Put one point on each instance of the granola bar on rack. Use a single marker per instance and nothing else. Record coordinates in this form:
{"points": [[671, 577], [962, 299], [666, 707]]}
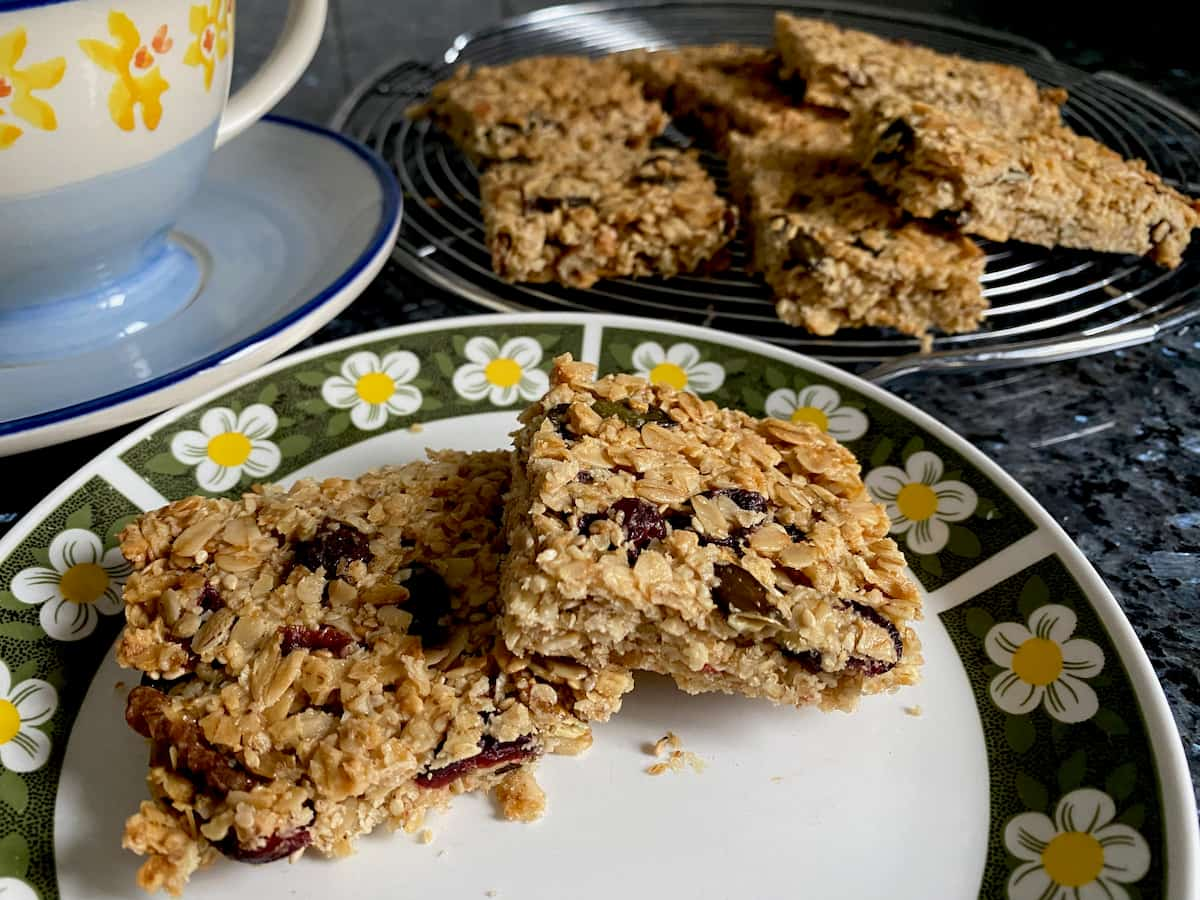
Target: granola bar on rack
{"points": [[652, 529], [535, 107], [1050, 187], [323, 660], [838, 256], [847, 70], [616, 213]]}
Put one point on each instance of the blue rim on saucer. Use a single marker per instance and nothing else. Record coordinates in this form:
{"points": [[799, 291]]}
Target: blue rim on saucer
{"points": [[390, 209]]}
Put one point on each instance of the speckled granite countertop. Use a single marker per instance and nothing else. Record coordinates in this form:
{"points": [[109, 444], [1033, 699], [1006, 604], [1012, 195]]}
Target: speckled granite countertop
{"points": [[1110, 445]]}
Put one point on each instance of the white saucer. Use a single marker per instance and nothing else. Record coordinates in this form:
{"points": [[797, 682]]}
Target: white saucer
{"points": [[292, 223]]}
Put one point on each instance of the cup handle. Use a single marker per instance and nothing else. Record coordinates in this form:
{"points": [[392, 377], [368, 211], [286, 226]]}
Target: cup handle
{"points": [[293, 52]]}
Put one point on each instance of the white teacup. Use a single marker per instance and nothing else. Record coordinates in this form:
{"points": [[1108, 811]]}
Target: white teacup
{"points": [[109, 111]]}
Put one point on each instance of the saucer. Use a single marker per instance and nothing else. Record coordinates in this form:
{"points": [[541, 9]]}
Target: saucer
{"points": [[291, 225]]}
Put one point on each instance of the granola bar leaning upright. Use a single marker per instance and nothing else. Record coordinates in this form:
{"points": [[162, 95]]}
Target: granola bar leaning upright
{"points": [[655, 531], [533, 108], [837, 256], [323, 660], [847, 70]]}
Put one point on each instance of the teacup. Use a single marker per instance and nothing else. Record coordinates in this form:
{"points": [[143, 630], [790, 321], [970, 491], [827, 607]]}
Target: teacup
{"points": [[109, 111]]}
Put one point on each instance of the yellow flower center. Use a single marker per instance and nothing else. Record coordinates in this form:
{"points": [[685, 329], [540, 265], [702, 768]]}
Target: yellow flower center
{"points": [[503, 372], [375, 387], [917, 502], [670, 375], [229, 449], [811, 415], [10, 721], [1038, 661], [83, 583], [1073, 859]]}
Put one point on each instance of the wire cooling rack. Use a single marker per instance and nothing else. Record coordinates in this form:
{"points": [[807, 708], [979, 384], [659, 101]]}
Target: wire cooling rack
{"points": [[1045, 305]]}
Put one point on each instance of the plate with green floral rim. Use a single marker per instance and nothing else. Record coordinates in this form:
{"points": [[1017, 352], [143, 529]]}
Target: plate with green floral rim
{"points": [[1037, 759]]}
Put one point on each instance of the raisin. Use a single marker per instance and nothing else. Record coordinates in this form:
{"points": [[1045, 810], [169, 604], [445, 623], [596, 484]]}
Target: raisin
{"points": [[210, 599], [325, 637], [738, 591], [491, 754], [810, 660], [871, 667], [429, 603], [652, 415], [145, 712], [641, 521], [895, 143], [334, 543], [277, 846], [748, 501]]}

---------------

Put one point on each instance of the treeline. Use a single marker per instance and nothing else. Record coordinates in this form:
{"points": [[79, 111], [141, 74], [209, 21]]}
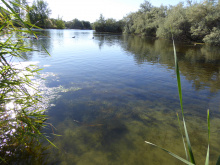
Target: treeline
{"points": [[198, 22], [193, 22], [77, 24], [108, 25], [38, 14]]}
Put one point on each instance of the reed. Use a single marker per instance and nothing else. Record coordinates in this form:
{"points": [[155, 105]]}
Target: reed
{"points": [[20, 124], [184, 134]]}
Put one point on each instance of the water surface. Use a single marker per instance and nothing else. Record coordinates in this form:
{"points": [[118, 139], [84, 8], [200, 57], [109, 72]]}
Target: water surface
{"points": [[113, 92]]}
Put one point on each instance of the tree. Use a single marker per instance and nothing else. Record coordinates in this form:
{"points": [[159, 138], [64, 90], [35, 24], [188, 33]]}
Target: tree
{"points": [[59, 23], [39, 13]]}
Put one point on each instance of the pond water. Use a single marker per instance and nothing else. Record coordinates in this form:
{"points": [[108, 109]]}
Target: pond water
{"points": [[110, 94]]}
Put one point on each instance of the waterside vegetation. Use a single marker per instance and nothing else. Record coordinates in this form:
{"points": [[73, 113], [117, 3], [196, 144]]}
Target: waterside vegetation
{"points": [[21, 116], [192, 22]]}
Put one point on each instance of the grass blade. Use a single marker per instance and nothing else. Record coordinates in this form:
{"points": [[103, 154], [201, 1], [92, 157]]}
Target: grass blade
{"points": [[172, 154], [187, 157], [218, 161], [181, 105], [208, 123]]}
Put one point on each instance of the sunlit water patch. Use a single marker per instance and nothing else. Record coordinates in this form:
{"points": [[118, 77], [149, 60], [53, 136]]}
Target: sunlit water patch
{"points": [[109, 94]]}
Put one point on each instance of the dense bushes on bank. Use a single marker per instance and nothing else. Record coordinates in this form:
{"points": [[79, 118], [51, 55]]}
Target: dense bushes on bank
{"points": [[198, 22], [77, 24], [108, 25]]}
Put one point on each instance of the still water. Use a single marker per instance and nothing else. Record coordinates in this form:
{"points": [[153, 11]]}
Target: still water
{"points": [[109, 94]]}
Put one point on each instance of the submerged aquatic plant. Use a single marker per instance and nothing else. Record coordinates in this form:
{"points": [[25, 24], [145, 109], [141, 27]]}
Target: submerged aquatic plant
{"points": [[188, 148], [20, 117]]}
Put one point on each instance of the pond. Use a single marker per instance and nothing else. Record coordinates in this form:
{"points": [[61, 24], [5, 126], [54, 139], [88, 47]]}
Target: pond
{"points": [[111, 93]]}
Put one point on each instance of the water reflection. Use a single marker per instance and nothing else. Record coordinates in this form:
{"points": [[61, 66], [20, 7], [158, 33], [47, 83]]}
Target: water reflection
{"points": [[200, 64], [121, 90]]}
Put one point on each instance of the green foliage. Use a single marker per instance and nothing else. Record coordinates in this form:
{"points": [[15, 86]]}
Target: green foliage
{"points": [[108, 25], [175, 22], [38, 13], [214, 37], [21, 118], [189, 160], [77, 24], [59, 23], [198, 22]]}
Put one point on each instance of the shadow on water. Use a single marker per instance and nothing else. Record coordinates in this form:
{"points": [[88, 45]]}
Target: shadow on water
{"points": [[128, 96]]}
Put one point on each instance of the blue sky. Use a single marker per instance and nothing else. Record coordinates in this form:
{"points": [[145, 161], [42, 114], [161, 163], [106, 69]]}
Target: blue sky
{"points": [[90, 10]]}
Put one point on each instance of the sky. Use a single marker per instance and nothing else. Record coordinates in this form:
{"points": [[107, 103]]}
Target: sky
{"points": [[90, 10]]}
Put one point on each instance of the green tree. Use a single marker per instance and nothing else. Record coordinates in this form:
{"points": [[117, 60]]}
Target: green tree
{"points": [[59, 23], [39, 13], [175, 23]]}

---------------

*Exercise*: Copy out the lines above, starting with the line that contains "Put one point on each instance of the granola bar on" and ending with the line that contains "Target: granola bar on rack". Include both of those lines, and leave the pictures out.

*Result of the exercise*:
Put one point on each instance of the granola bar on rack. Use a single marker per instance and nothing else. Record coordinates in this form:
{"points": [[671, 577], [962, 299], [666, 707]]}
Target: granola bar on rack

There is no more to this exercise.